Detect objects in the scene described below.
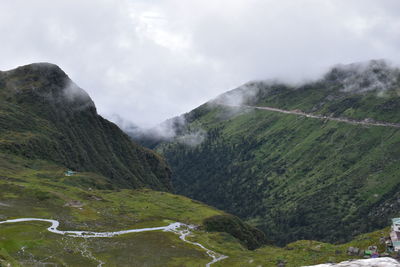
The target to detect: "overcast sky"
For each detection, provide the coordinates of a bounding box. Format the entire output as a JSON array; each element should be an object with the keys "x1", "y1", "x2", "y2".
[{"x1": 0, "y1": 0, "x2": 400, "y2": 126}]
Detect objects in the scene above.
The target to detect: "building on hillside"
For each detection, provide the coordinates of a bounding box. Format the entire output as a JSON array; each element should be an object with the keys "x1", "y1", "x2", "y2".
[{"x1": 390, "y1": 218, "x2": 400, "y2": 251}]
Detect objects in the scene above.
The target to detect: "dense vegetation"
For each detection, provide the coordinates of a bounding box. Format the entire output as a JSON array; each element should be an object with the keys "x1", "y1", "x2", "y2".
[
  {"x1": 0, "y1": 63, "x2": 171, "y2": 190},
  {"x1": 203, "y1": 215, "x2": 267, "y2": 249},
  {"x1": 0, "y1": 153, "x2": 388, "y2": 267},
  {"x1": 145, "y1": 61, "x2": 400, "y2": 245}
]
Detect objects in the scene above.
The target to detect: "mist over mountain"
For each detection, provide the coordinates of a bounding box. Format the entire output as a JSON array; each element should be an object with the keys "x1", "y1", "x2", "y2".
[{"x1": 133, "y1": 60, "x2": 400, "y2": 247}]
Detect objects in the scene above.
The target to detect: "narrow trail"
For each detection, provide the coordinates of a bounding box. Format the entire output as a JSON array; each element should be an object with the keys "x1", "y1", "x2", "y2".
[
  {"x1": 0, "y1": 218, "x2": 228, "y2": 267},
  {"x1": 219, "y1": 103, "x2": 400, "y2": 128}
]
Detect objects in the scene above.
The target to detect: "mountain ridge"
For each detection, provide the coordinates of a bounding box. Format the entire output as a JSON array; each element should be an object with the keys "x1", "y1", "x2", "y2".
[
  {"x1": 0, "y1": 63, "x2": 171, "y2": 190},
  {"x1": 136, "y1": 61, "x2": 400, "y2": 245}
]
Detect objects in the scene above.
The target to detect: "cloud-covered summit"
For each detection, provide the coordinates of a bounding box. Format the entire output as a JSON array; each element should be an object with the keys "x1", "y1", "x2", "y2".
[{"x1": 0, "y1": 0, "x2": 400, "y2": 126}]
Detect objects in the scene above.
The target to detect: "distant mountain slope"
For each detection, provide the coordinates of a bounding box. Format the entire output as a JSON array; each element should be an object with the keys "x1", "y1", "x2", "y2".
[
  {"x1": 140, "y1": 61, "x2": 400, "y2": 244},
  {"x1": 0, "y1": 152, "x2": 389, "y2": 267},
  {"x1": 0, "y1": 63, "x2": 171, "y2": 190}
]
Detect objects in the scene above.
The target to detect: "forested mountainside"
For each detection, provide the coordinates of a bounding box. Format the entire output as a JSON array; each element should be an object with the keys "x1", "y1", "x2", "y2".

+===+

# Exercise brief
Report every line of the records above that contains the word "target", copying each one in full.

# Result of the task
The target to detect: "overcast sky"
The target to detect: "building on hillside"
The target to detect: "dense vegetation"
The target to detect: "mist over mountain"
The target to detect: "narrow trail"
The target to detect: "mountain ridge"
The target to detect: "cloud-covered summit"
The target to detect: "distant mountain slope"
The target to detect: "forested mountainside"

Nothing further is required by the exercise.